- [DIRECTIVES]
A. Return the passage on recording rules word for word, starting with "I'm developing a" and going on through "expr: avg_over_time(my_rule:rate_1h[24h:1h])".
B. According to the passage on recording rules, under what conditions does the cost of re-aggregating the metric become significant?
C. Extend the passage on recording rules with a few sentences that pick up after its final line.

- [PAGE EXTRACT]
I'm developing a set of recording rules that do different calculations over various durations =(e.g. rate_2m, rate_30m, rate_1h, rate_6h, rate_12h, rate_1d, rate_3d):

# Example for 1 hour lookback
record: my_rule:rate_1h
expr: sum(rate(my_large_metric[1h]))

When the underlying metric has many labels and a very high cardinality, the cost of re-aggregating the metric becomes significant. I'm trying to offset this cost using an approach where I aggregate recording rules of a shorter duration over time, e.g:

# Aggregate + rate large metric 
record: my_rule:rate_1h
expr: sum(rate(my_large_metric[1h])) 
# Combine 1h samples together, avoiding cost of sum()
record: my_rule:rate_1d
expr: avg_over_time(my_rule:rate_1h[24h:1h])

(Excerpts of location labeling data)
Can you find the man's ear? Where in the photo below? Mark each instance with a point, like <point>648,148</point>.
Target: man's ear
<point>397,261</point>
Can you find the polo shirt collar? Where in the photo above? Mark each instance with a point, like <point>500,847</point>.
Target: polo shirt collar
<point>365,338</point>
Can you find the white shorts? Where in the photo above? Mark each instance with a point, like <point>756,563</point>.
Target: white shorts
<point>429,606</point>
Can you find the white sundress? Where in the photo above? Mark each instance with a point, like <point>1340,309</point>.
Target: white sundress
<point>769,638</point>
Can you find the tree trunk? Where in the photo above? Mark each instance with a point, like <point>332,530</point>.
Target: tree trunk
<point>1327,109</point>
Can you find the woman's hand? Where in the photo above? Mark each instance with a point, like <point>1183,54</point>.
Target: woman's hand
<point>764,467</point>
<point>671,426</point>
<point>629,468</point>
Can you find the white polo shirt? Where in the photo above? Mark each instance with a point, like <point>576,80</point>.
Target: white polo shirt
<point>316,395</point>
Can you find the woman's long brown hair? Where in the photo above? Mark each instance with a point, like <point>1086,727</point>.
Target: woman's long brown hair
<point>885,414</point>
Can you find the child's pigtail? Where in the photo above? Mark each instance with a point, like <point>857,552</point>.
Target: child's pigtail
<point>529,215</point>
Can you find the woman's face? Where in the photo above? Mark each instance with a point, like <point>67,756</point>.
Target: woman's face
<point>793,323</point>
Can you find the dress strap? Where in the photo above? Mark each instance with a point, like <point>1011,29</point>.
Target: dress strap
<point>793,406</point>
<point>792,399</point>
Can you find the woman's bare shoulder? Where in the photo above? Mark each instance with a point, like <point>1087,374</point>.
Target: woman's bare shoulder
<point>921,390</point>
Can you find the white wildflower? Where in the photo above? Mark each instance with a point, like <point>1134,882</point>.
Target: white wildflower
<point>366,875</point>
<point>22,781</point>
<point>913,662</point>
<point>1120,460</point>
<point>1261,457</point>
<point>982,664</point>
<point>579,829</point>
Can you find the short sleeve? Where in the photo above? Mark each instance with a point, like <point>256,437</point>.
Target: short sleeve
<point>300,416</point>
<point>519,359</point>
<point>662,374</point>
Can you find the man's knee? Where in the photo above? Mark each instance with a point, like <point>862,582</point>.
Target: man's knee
---
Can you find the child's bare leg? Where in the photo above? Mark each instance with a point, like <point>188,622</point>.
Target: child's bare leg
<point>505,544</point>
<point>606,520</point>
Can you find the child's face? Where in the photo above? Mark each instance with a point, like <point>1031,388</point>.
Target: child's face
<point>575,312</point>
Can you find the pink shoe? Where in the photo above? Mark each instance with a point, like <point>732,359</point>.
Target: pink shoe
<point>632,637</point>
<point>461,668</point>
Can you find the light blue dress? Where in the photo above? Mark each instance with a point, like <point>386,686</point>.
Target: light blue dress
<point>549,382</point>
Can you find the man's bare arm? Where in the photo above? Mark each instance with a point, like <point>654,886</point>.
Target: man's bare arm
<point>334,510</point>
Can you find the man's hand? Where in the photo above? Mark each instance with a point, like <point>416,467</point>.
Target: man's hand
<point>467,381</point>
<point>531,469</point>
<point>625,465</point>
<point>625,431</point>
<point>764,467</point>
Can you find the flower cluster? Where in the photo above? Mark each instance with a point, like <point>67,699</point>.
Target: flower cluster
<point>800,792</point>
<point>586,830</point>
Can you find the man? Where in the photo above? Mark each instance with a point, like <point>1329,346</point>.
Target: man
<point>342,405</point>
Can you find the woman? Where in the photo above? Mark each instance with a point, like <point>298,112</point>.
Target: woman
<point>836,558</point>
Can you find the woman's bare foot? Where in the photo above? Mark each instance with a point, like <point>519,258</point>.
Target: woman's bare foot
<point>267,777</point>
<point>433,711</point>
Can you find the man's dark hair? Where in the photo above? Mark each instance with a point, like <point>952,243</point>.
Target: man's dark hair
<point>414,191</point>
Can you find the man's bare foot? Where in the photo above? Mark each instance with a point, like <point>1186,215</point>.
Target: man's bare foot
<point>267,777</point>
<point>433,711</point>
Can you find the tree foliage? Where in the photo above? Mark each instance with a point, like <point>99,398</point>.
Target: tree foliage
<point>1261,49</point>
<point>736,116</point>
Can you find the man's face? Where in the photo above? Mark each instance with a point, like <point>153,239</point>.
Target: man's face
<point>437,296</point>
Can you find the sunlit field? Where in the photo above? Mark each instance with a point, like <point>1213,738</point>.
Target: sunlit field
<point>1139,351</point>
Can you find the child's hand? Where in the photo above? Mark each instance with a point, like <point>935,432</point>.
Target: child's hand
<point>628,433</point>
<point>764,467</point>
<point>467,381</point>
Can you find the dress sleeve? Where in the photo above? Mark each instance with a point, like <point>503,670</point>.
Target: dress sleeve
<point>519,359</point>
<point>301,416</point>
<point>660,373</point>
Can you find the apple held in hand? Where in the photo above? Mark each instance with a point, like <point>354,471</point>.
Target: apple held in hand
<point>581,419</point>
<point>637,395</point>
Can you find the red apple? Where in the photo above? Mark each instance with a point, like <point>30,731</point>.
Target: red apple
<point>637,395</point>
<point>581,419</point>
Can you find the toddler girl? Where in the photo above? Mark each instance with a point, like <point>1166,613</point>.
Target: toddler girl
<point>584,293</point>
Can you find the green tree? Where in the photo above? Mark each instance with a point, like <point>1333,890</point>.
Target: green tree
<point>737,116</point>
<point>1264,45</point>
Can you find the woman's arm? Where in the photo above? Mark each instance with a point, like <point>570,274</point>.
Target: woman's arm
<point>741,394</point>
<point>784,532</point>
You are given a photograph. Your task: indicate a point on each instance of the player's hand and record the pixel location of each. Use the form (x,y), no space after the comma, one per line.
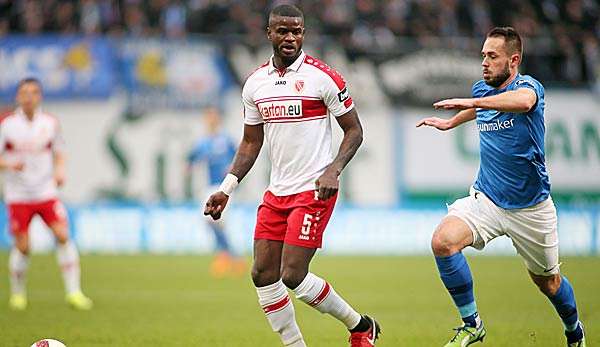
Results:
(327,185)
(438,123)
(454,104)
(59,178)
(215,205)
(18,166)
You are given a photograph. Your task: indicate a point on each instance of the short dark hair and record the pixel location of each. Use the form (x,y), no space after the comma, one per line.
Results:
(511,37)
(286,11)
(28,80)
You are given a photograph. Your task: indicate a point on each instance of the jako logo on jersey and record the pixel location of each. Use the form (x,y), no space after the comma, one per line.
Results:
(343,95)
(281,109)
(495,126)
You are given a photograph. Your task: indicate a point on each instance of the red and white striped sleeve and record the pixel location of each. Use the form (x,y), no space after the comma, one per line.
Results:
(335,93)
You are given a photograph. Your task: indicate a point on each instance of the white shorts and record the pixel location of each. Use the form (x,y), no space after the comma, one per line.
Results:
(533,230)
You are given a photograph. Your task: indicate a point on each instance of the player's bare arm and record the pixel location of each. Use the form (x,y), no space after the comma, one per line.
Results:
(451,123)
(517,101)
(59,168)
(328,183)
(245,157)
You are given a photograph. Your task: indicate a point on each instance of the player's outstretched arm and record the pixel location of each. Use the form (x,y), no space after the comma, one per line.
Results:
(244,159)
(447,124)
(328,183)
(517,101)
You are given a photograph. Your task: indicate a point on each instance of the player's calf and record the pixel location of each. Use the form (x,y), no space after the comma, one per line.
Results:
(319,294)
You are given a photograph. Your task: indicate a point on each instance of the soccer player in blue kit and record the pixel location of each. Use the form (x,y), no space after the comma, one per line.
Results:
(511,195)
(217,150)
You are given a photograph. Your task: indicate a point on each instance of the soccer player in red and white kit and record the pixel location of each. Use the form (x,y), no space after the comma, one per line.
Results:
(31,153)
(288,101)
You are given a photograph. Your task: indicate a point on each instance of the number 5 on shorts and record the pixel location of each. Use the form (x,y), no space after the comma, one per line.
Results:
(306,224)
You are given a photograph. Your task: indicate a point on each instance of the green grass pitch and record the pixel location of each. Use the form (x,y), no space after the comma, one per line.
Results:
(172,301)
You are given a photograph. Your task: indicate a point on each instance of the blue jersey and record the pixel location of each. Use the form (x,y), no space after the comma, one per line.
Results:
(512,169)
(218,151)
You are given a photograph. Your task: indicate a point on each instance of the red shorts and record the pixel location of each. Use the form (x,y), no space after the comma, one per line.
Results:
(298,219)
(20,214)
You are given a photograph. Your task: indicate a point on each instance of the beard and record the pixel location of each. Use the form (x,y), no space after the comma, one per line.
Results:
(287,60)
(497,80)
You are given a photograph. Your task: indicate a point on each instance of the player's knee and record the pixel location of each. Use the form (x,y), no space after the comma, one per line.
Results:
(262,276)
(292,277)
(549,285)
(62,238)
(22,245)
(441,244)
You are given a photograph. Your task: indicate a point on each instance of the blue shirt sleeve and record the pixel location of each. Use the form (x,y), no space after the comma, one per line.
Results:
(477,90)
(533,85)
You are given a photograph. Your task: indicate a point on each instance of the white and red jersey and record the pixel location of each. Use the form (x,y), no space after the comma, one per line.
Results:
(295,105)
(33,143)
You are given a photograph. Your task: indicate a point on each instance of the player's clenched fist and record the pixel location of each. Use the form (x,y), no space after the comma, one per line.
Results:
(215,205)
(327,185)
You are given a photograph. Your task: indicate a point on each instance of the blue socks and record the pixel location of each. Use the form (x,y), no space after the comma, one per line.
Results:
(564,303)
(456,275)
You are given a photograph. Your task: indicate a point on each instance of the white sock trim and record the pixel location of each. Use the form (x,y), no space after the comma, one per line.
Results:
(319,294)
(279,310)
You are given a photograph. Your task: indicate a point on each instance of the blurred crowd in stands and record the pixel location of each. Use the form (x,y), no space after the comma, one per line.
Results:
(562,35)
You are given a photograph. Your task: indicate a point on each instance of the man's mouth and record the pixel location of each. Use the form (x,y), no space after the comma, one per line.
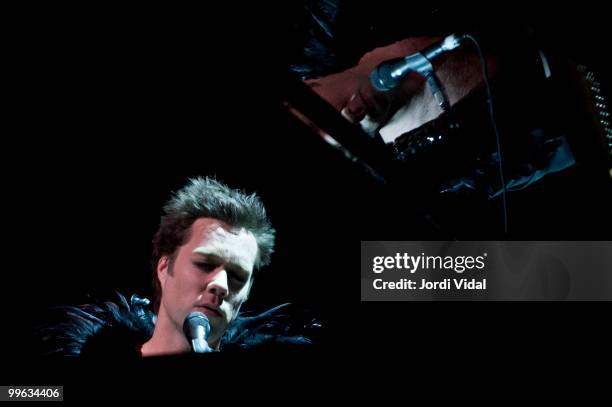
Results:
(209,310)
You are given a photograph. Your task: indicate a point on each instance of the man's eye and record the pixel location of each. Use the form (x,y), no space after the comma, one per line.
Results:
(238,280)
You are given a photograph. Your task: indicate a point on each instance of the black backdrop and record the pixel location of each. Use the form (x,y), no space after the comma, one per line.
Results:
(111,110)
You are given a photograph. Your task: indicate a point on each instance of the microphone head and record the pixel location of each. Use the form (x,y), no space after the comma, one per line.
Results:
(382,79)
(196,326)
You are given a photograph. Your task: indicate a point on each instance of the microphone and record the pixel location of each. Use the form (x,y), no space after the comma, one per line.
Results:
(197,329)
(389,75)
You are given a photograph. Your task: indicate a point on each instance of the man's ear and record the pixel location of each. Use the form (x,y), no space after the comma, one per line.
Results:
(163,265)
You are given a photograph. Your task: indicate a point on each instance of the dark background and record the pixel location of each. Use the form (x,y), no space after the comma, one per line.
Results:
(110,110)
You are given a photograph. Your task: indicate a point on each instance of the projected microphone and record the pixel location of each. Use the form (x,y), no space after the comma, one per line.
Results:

- [THE RESPONSES]
A.
I'm developing a set of recording rules that do different calculations over various durations =(e.g. rate_2m, rate_30m, rate_1h, rate_6h, rate_12h, rate_1d, rate_3d):

# Example for 1 hour lookback
record: my_rule:rate_1h
expr: sum(rate(my_large_metric[1h]))

When the underlying metric has many labels and a very high cardinality, the cost of re-aggregating the metric becomes significant. I'm trying to offset this cost using an approach where I aggregate recording rules of a shorter duration over time, e.g:

# Aggregate + rate large metric 
record: my_rule:rate_1h
expr: sum(rate(my_large_metric[1h])) 
# Combine 1h samples together, avoiding cost of sum()
record: my_rule:rate_1d
expr: avg_over_time(my_rule:rate_1h[24h:1h])

B. When the underlying metric has many labels and a very high cardinality.

C.
Now this leads to inaccuracy between the recording rule values and the equivalent rate()-based expression due to the fact that rate will miss increases that happen between prior invocations (effectively the problem mentioned here: https://stackoverflow.com/questions/70829895/using-sum-over-time-for-a-promql-increase-function-recorded-using-recording-rule).

Is there a way to avoid the performance hit and maintain accuracy? I'm hoping by pre-aggregating the counter values by instance might do it:

# Tracks the total count of events per scrape target 
record: instance:my_rule:sum 
expr: sum by (instance)(my_large_metric) 
# Use this count of events to calculate rate of change over any durations with greatly reduced aggregation costs 
record: my_rule:rate_1h 
expr: sum(rate(instance:my_rule:sum[1h])) 
record: my_rule:rate_1d 
expr: sum(rate(instance:my_rule:sum[1d]))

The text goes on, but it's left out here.